### Required action
Copy out the lines below that hold the word "Caption".

Entries provided Block Start

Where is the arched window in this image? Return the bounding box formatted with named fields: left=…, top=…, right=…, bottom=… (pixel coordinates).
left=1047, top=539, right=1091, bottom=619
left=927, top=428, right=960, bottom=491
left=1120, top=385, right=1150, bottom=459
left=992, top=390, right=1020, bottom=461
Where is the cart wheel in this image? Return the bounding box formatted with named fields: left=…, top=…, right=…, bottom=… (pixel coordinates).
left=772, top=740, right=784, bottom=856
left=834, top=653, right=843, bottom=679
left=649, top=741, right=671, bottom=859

Entries provided Block End
Entries provided Block Start

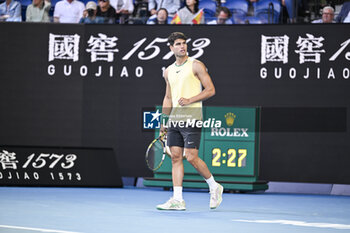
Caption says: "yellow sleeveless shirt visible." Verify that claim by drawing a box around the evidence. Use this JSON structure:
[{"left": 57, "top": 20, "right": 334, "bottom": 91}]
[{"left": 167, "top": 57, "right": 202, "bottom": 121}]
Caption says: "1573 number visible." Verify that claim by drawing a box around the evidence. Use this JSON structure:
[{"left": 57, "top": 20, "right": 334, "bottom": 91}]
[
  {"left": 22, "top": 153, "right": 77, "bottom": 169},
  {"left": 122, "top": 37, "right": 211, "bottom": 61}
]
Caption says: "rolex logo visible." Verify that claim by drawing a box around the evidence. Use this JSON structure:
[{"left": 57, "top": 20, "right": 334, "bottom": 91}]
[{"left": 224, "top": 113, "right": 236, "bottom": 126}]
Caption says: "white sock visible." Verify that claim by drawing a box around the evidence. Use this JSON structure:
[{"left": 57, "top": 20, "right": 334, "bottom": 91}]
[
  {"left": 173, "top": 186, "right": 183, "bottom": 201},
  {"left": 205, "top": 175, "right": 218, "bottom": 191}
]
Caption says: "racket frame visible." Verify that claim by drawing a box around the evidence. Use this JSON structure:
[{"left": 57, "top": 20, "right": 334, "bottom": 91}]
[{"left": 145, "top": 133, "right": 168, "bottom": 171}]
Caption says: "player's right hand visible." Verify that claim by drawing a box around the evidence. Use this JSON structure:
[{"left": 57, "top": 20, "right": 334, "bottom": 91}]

Entries provided Block End

### Task response
Caption says: "yellow sleeveless shirt visible." Verify that claim by drawing a box around the evidence. Use this JSON structure:
Caption says: "1573 number visible." Verify that claim by drawing a box around the evidence. Use this JSON structure:
Caption says: "rolex logo visible." Verify that claim by drawing a box around the evidence. Use this JSON structure:
Caption says: "white sock visible." Verify that claim by drawing a box around the evidence. Use this JSON structure:
Caption says: "racket frame visible." Verify that claim by drawing a box around the evidence. Use this JSON structure:
Caption says: "player's right hand visible." Verify that claim by drawing a box around the evidence. Use this JSON structure:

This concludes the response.